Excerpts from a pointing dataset
========================================================================

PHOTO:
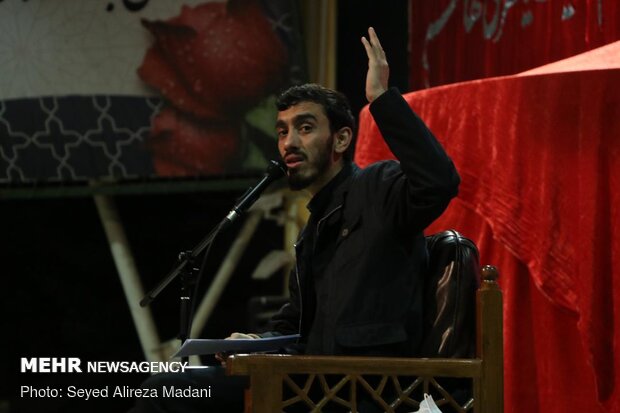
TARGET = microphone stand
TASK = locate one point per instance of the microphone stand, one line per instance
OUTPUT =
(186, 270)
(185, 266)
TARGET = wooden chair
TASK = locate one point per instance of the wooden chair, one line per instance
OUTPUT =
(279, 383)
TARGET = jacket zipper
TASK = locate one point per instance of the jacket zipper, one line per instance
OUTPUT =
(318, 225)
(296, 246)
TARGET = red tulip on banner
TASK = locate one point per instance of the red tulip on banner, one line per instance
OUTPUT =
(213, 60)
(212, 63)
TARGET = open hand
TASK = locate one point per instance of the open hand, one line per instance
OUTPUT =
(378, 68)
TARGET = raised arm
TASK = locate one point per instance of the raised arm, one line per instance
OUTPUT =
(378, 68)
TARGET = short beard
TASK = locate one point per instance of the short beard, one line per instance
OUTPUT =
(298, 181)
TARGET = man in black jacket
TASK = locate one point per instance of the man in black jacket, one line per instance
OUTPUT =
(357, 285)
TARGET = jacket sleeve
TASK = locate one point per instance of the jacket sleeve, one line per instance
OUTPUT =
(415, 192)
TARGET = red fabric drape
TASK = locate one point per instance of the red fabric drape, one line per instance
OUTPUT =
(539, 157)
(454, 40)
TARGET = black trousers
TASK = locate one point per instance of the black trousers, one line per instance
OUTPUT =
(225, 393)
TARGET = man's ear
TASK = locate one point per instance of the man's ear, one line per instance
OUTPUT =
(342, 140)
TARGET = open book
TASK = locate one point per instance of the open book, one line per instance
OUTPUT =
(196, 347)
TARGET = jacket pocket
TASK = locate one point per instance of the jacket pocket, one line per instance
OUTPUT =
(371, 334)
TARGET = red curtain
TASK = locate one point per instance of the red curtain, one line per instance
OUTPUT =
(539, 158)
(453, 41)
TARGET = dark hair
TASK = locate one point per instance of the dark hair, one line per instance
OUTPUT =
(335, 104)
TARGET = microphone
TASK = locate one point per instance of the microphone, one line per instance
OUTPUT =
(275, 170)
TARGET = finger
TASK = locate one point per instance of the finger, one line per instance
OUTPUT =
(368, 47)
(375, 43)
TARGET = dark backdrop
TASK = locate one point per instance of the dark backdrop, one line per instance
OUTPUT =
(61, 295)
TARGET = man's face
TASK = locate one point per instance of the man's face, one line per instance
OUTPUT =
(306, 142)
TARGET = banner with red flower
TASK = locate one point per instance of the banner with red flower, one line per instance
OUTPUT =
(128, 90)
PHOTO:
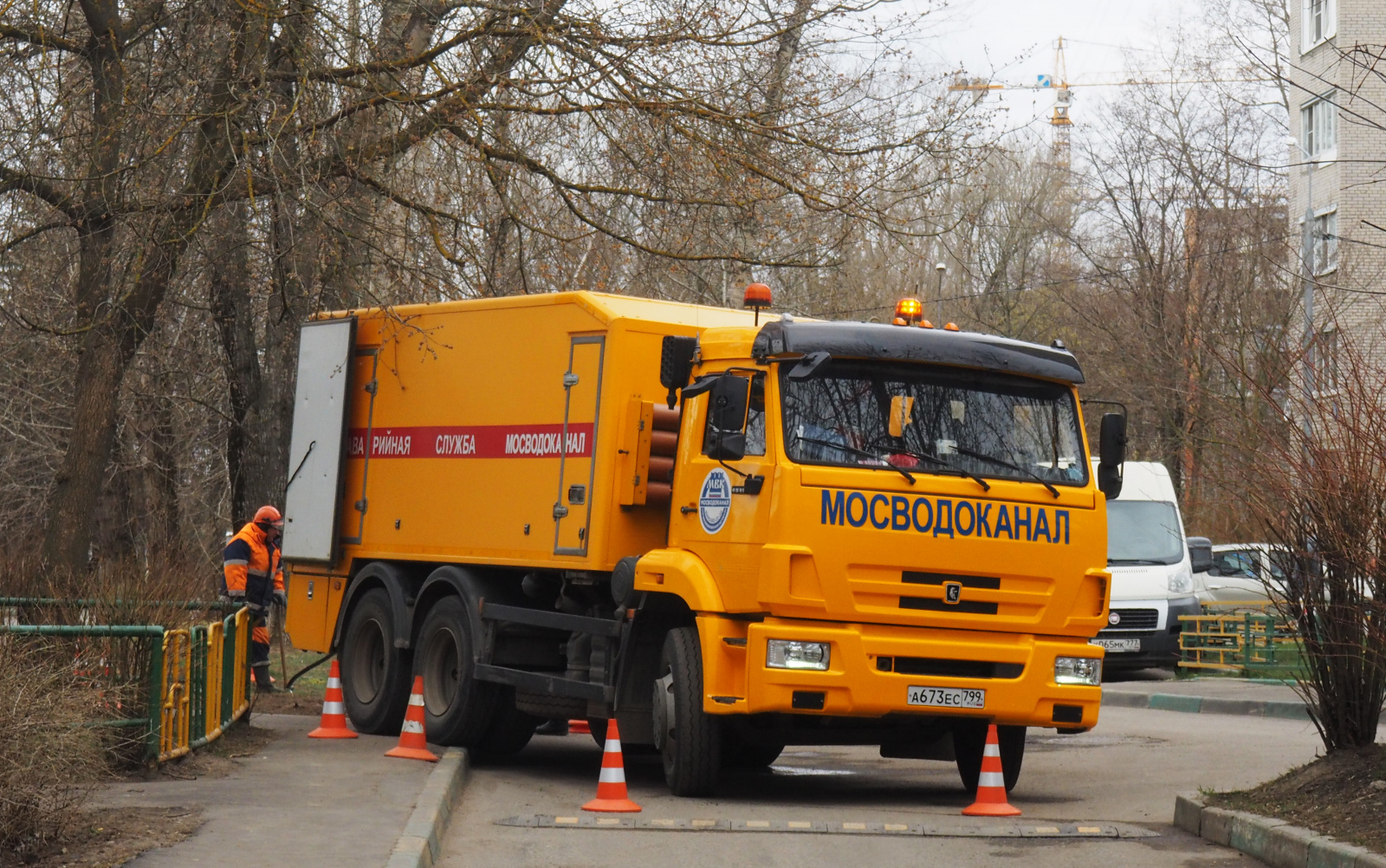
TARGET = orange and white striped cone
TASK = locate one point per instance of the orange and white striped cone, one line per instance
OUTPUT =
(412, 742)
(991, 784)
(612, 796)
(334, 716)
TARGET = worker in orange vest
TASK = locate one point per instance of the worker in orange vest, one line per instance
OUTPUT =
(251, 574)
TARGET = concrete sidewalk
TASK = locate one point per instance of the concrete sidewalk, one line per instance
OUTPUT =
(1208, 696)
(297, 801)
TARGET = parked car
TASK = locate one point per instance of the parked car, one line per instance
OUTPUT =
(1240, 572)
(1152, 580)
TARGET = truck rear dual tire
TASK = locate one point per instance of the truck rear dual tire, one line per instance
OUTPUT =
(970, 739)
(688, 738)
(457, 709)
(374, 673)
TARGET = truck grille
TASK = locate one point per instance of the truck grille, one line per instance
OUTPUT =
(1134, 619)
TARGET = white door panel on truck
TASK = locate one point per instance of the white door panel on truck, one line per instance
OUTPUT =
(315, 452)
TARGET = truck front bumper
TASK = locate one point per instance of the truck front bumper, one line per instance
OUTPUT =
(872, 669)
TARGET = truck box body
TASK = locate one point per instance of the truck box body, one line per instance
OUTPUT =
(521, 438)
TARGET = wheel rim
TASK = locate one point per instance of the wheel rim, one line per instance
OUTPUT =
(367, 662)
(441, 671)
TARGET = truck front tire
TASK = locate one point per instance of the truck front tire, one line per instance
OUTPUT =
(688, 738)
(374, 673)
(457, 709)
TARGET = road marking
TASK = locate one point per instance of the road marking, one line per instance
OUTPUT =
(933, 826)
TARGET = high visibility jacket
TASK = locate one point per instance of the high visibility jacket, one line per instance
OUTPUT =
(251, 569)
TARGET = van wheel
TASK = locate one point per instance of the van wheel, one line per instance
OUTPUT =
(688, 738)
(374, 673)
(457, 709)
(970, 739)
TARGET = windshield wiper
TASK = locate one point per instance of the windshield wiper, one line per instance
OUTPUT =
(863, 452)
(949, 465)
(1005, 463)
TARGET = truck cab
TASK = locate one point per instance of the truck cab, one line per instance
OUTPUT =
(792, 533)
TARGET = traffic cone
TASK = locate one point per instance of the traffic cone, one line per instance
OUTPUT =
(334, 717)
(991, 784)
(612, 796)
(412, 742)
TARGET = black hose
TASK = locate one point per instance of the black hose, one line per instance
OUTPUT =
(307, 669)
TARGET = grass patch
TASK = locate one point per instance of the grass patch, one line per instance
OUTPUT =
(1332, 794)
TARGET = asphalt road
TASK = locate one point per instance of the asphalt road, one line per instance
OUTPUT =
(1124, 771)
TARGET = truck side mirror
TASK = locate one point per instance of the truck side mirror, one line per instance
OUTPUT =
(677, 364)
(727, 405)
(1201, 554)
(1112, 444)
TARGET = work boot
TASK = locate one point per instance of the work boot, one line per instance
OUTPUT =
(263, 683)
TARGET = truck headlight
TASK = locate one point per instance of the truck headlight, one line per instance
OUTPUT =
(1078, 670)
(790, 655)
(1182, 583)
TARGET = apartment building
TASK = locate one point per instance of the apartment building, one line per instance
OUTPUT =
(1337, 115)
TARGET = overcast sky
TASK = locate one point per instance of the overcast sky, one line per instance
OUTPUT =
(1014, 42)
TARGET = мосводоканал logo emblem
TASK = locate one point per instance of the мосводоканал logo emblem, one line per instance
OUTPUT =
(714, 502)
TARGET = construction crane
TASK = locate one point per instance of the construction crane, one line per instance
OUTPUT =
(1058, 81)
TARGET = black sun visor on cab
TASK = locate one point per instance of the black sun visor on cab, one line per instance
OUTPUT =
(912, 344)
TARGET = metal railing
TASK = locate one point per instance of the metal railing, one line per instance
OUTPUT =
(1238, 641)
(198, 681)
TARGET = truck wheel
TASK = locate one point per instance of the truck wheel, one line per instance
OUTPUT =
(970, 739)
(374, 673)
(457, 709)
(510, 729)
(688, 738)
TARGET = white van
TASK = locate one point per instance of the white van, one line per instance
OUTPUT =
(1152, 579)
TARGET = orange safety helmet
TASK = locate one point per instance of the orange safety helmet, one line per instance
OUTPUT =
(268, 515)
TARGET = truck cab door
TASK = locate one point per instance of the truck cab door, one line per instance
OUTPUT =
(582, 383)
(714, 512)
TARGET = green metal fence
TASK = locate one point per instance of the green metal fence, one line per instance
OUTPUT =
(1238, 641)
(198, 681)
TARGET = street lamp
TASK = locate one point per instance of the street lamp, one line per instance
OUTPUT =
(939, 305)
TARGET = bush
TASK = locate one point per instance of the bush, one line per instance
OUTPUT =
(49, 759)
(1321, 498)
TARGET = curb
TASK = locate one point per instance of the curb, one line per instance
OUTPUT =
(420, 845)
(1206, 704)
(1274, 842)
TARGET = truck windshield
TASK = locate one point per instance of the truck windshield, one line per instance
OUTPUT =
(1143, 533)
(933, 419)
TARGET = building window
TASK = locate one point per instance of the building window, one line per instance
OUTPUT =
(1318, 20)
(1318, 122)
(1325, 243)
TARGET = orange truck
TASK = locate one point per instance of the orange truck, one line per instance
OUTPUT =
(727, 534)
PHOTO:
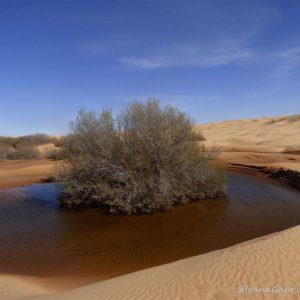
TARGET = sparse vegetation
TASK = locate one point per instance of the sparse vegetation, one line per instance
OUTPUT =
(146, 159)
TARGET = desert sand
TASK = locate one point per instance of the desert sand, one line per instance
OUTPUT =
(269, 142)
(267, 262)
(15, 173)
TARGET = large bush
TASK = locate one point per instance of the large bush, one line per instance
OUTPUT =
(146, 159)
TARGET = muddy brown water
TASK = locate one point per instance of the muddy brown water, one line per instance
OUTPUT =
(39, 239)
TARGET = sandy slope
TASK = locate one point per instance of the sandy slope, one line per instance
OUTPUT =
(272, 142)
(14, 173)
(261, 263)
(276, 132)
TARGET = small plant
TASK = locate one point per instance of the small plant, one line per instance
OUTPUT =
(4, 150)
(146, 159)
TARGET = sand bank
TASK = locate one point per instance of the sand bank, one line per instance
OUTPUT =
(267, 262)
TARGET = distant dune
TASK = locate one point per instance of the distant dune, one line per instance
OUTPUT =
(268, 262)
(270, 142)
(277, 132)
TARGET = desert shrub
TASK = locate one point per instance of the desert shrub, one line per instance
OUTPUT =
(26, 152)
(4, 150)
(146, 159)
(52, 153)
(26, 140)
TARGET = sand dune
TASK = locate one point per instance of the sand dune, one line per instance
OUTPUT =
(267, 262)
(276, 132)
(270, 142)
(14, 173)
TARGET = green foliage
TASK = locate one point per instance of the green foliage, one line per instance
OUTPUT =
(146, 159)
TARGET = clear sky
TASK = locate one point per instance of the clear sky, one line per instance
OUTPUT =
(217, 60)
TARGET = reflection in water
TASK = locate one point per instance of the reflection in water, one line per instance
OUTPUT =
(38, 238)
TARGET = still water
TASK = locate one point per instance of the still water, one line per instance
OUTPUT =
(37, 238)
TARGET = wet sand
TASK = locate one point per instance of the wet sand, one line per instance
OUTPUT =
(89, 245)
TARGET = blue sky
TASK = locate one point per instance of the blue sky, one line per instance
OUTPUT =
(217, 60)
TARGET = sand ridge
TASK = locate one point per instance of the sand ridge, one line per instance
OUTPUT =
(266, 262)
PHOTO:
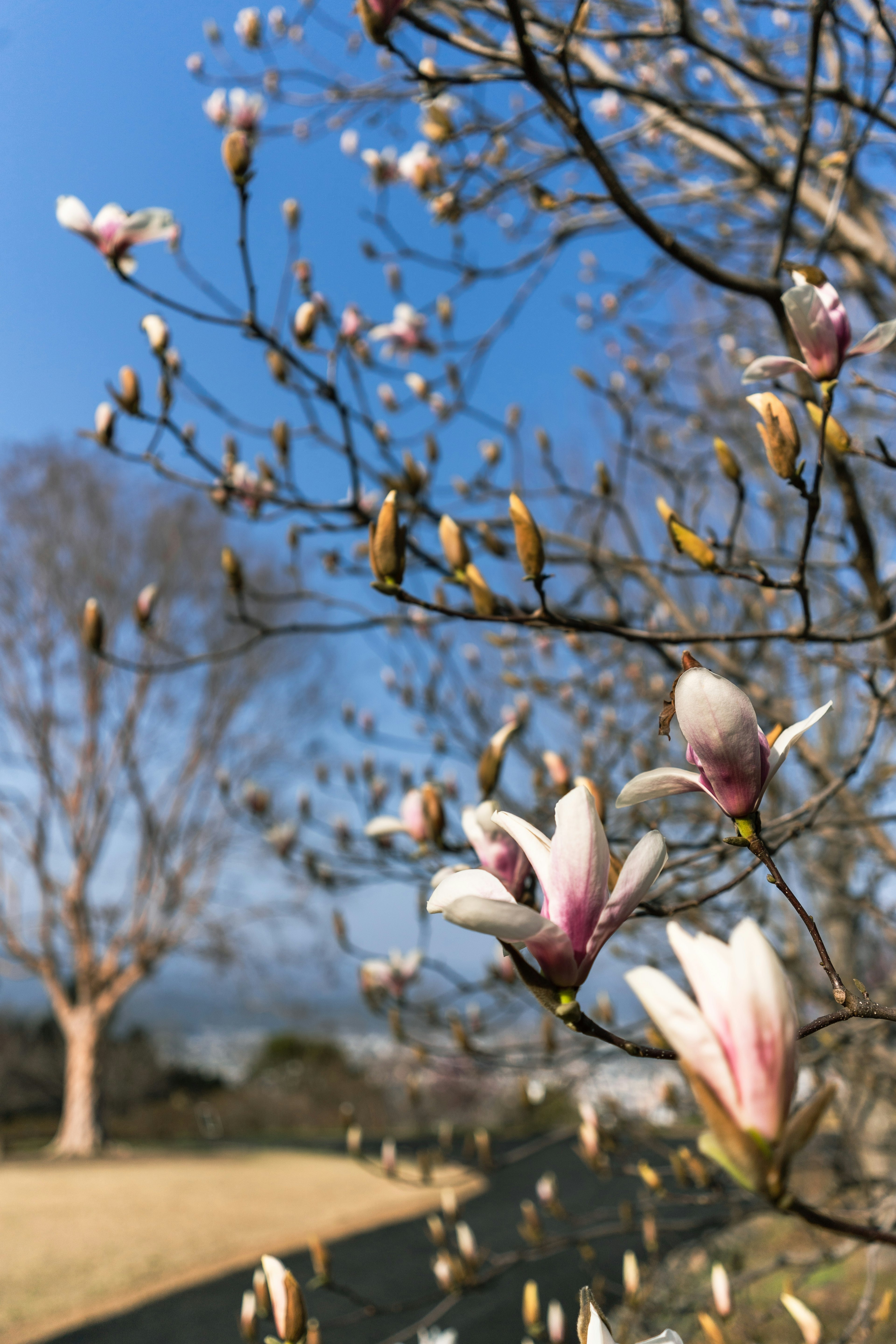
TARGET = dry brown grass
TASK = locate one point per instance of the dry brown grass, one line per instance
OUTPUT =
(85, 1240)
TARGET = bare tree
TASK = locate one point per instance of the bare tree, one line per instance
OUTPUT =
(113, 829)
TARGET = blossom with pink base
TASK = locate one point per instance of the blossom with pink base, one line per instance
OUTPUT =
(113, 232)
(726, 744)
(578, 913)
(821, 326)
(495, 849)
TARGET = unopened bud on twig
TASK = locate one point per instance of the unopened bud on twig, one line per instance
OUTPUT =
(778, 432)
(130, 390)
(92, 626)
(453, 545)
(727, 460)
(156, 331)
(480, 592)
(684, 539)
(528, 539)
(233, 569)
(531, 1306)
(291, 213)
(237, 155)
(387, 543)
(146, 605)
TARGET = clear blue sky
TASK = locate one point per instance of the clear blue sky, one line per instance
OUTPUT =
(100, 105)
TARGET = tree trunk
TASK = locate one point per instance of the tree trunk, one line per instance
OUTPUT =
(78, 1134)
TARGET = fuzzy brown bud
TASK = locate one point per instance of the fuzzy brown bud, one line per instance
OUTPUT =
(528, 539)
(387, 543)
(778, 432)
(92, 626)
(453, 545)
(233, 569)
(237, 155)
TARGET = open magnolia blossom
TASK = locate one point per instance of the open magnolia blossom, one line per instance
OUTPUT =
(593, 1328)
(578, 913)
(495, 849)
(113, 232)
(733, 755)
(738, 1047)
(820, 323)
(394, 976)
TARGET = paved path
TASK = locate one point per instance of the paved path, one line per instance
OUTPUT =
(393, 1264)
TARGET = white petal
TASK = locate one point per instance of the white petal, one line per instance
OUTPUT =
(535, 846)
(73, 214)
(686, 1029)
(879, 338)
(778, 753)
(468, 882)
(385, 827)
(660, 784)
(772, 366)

========================================================================

# WHAT IS ASKED
Please render the material as a Markdown table with the columns Row and Line, starting with the line containing "TARGET = clear blue sky" and continuing through the end of the material, leaving out any blank lines.

# TASK RESPONSE
| Row | Line |
|---|---|
| 1 | TARGET = clear blue sky |
| 2 | TASK = locate one point per instance of the clear blue sky, one line per instance |
| 3 | OUTPUT = |
| 4 | (100, 105) |
| 5 | TARGET = tree trunk |
| 6 | TASK = locate one point per instance of the tree trunk, one line per instance |
| 7 | OUTPUT = |
| 8 | (78, 1134) |
| 9 | TARGET = fuzzy brown bud |
| 10 | TASK = locate one point per instance of the fuzzy brown bud, one line per instance |
| 11 | OUTPUT = |
| 12 | (528, 539) |
| 13 | (387, 543) |
| 14 | (778, 432) |
| 15 | (92, 626) |
| 16 | (453, 545) |
| 17 | (233, 569) |
| 18 | (237, 155) |
| 19 | TARGET = open magnolia blossom |
| 20 | TASK = locate one point per instance of the open magnolia blossom, one line per instance |
| 21 | OUTPUT = |
| 22 | (593, 1328) |
| 23 | (578, 913) |
| 24 | (495, 849) |
| 25 | (113, 232) |
| 26 | (733, 755) |
| 27 | (738, 1047) |
| 28 | (820, 323) |
| 29 | (394, 976) |
| 30 | TARGET = paved path |
| 31 | TASK = locate one point per instance of the paved path, one line per instance |
| 32 | OUTPUT = |
| 33 | (393, 1264) |
| 34 | TARGET = white petal |
| 35 | TASK = locate one point per instance of the white petal, one line per instance |
| 36 | OUTPUT = |
| 37 | (535, 846) |
| 38 | (73, 214) |
| 39 | (686, 1029) |
| 40 | (879, 338) |
| 41 | (778, 753) |
| 42 | (468, 882) |
| 43 | (385, 827) |
| 44 | (660, 784) |
| 45 | (772, 366) |